--- start of MATERIAL SHOWN ---
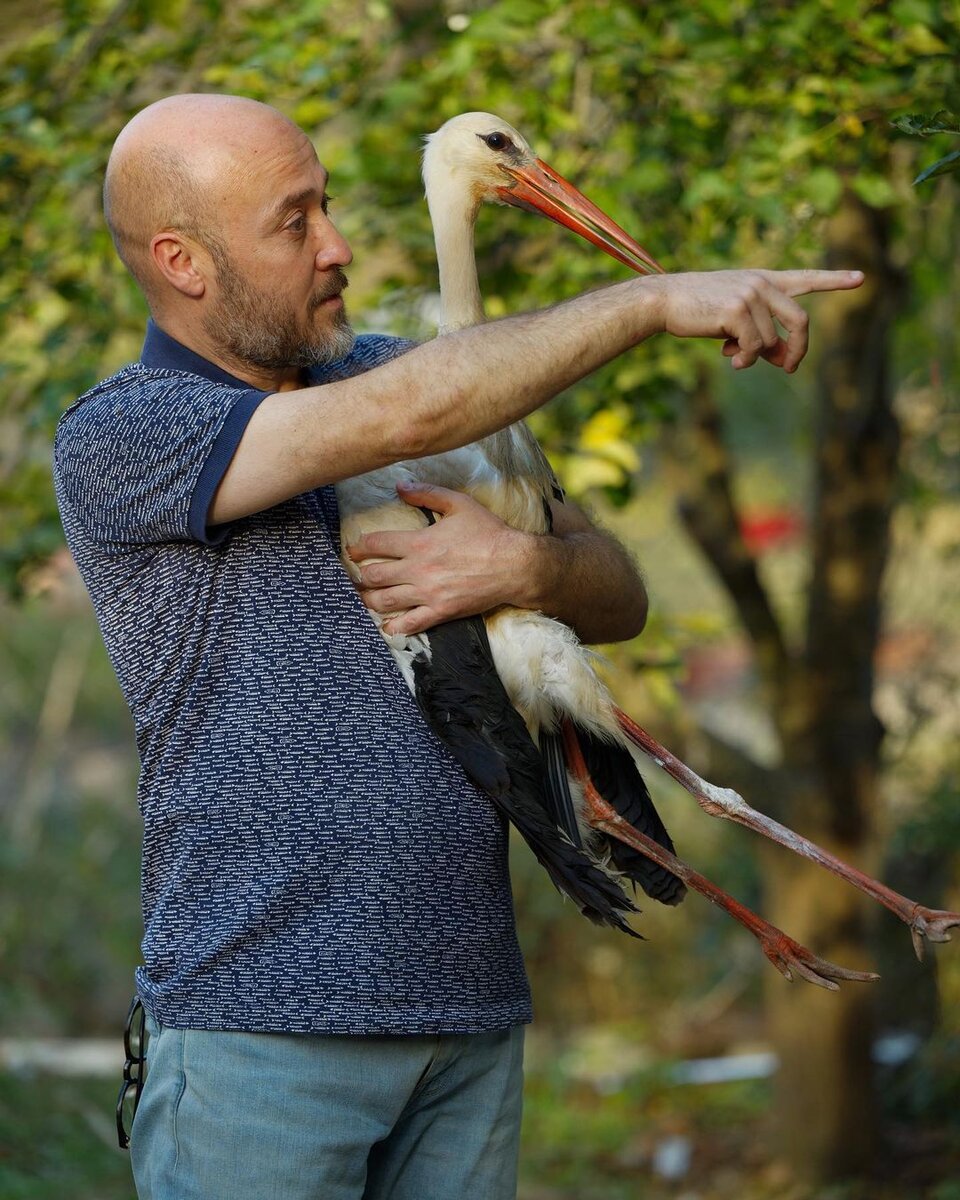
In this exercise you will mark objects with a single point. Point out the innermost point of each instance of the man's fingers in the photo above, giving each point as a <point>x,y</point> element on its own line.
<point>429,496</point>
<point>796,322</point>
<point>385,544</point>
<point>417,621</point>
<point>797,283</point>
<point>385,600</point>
--- end of MATERIAL SHOWN ---
### SET TASK:
Print every entry above word for word, leaving out the pictures.

### CORRECT RESPONSE:
In this exercise you will mark objects with a single point. Point out the innermost point of each instance of the man's fingers in the photo above, giving each point as a <point>x,y</point> element on its own line.
<point>429,496</point>
<point>796,322</point>
<point>385,544</point>
<point>417,621</point>
<point>797,283</point>
<point>385,600</point>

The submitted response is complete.